## GOAL
Give a verbatim repeat of the lines that run from the line containing "Would you kindly mark the green metal" to the end of the data below.

## DATA SUPPLIED
◆ ◆ ◆ ◆ ◆ ◆ ◆
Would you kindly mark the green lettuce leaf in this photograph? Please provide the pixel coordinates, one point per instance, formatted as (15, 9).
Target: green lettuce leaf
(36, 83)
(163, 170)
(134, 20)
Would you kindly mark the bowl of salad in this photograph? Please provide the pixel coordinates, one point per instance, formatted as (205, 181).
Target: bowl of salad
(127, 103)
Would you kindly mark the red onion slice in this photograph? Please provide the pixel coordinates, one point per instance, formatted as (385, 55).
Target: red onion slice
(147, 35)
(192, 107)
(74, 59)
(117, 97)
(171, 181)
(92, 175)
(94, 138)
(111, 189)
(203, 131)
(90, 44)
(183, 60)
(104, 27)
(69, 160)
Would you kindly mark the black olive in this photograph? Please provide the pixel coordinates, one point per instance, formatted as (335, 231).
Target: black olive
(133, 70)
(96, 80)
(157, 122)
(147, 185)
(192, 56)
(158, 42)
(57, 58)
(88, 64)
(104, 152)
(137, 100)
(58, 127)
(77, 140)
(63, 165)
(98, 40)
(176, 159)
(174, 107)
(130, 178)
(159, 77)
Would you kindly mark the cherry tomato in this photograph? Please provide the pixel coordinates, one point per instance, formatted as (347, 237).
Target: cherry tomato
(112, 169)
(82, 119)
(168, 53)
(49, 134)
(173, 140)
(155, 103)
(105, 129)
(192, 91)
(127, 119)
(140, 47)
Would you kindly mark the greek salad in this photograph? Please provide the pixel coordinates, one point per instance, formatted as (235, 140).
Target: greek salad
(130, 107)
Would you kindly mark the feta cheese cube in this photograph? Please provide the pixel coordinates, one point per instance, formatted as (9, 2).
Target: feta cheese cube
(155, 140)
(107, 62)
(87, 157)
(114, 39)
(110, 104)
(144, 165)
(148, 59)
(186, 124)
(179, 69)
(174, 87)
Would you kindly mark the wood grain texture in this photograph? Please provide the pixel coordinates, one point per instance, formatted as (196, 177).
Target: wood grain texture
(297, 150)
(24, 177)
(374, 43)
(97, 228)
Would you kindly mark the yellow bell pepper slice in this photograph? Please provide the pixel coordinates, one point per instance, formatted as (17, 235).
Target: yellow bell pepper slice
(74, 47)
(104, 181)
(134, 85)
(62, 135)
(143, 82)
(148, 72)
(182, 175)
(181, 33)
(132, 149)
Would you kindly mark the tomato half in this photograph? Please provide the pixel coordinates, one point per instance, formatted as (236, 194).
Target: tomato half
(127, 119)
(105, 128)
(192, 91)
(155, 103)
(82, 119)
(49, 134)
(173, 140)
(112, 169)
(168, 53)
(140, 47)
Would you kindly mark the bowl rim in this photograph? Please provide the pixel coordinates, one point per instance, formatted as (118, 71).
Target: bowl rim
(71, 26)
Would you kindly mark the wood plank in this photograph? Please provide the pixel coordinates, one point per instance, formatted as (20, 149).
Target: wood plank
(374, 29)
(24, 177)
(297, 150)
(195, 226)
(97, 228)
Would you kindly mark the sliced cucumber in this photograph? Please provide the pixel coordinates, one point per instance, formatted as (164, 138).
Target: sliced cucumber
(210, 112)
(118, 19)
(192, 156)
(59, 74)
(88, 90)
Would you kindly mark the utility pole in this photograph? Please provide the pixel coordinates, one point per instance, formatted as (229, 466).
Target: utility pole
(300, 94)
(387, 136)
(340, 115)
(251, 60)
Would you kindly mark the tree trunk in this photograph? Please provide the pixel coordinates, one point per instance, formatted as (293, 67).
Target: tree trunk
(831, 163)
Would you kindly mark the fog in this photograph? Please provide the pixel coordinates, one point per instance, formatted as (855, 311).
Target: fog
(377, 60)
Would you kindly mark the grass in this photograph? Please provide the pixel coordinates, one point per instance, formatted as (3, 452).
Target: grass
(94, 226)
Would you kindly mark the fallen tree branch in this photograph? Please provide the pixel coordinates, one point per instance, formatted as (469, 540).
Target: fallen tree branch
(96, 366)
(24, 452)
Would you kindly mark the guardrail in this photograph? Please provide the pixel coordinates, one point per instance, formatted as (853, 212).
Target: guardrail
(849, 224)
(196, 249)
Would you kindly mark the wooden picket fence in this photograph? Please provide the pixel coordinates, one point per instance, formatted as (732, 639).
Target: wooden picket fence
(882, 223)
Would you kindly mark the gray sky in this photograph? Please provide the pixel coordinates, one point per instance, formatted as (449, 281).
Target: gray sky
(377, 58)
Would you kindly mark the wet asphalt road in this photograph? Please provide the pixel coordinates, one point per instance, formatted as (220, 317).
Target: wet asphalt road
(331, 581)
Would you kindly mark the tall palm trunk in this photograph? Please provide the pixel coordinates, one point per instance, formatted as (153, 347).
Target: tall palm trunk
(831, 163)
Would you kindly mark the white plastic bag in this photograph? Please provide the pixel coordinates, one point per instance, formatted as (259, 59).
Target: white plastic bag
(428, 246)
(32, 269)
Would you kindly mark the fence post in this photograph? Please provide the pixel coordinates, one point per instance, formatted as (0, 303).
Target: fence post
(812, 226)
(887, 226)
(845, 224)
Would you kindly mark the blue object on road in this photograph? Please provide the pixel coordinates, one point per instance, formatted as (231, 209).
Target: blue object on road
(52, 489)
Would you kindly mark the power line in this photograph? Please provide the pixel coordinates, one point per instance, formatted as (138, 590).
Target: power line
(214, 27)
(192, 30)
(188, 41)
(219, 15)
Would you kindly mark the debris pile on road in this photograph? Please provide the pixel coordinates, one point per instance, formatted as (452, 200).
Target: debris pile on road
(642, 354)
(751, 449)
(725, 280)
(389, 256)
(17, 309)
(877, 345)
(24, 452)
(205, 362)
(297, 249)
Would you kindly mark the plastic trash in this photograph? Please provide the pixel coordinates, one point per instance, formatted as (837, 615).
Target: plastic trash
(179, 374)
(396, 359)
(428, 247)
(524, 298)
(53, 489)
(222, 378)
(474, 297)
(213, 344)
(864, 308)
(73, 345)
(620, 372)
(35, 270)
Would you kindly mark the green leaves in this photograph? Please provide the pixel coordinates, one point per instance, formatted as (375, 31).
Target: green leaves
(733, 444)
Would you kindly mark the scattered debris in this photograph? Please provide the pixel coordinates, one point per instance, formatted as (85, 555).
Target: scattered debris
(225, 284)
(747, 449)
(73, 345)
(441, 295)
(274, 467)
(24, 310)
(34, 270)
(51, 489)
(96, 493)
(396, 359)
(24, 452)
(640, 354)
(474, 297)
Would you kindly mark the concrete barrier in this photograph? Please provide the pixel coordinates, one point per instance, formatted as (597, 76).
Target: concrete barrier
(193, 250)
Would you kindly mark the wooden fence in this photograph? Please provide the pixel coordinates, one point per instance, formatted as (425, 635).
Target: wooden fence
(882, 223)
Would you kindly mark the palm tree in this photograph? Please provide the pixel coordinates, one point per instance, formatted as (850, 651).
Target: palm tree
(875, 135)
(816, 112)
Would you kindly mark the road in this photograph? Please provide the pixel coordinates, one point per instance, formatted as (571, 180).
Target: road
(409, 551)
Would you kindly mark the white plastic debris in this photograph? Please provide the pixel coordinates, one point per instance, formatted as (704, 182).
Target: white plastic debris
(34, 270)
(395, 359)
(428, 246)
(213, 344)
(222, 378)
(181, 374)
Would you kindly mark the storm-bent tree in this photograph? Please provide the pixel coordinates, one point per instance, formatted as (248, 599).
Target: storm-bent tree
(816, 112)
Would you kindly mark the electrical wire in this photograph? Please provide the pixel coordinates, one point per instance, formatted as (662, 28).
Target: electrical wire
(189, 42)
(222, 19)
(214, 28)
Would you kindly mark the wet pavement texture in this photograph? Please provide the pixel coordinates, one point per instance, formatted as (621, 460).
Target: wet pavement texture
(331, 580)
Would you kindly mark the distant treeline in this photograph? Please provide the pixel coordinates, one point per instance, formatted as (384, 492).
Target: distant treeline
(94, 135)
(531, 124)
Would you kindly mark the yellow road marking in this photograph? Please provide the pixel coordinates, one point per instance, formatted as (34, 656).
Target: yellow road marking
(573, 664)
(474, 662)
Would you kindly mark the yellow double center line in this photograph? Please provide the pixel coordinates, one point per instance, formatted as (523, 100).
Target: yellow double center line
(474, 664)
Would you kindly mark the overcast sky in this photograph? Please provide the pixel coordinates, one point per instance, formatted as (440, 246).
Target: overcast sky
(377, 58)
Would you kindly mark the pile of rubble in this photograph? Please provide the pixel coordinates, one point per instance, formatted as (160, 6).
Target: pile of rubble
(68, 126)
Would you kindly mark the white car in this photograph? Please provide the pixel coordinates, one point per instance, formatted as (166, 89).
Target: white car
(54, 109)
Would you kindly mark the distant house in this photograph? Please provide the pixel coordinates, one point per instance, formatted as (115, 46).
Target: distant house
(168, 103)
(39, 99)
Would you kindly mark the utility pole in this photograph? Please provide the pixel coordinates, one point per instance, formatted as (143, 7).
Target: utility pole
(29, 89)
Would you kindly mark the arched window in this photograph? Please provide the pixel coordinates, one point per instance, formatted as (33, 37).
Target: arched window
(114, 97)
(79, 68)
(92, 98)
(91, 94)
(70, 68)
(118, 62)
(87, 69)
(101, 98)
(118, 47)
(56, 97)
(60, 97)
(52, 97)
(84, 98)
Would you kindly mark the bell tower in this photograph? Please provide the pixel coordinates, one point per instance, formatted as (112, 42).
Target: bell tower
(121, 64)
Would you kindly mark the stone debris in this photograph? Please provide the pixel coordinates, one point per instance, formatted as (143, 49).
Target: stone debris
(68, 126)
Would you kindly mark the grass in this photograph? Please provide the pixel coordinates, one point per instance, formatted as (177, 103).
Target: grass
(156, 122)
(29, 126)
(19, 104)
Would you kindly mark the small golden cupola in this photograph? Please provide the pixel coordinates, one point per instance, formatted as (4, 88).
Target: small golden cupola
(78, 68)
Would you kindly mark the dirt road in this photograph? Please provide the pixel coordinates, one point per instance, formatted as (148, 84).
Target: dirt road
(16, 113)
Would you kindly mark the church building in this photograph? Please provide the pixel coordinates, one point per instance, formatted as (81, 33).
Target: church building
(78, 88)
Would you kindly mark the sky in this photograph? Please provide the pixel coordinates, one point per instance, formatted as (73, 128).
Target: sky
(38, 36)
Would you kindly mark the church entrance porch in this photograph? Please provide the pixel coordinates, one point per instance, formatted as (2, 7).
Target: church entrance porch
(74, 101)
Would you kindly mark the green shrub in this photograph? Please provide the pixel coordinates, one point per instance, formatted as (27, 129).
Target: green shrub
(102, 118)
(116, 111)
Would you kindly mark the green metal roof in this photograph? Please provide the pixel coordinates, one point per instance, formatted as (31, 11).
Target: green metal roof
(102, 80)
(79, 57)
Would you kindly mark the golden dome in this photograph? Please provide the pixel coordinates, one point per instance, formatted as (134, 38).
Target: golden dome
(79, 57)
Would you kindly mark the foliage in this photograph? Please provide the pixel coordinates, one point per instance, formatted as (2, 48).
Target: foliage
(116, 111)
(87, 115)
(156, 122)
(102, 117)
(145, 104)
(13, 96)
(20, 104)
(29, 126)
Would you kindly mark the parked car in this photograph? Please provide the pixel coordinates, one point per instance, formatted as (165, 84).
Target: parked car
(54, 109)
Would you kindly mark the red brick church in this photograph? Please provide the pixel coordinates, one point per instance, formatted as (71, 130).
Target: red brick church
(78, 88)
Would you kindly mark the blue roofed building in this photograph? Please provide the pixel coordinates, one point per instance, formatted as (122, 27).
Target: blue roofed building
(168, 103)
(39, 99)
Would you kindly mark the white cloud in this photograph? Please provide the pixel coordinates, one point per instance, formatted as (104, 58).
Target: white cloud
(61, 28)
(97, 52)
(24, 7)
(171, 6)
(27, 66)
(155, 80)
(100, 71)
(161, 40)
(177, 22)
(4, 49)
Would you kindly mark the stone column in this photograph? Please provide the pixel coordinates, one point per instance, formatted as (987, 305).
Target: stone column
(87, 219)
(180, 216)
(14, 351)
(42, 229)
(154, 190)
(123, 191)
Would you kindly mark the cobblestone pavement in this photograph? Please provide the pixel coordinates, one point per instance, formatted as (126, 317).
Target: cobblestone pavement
◆ ◆ ◆ ◆ ◆ ◆ ◆
## ANSWER FOR THIS EXERCISE
Would you kindly mark the green metal roof in this photograph? Please provide the pixel coordinates, one point per instance, formatted as (31, 11).
Target: green metal roof
(102, 80)
(79, 57)
Would you kindly mark the golden dome in this photograph? Please provide the pixel coordinates, one point per instance, formatted as (134, 38).
Target: golden dome
(79, 57)
Would you kindly mark the foliage in this photograph? Please provide the pixel coordinates, one point per instance, formatted as (2, 48).
Target: foliage
(116, 111)
(87, 115)
(156, 122)
(102, 117)
(145, 104)
(13, 96)
(20, 104)
(29, 126)
Would you kindly mark the parked car in this photograph? Please provide the pixel coordinates, one point per instance, formatted as (165, 84).
Target: parked car
(54, 109)
Would you kindly mark the red brick church in this photograph? Please provide the pixel coordinates, one point per instance, formatted as (71, 130).
Target: red brick church
(78, 88)
Would you kindly mark the blue roofed building in this photograph? Please provide the pixel coordinates, one point per instance, formatted as (122, 27).
Target: blue roofed building
(168, 103)
(39, 99)
Would you kindly mark the white cloud in this photograph? Please provide the pixel coordinates, one point per instance, formatted as (104, 58).
Target: white cloud
(61, 28)
(97, 52)
(24, 7)
(171, 6)
(27, 66)
(155, 80)
(100, 71)
(161, 40)
(177, 22)
(4, 49)
Would you kindly mark the stone column in this photograph? Please provide the pixel coordinates, one point per instance, formatted as (987, 305).
Target: stone column
(87, 219)
(180, 216)
(14, 351)
(42, 229)
(154, 190)
(123, 191)
Would you kindly mark the cobblestone pavement in this photograph? Please provide the pixel coordinates, one point per instance, formatted as (126, 317).
Target: cobblestone pavement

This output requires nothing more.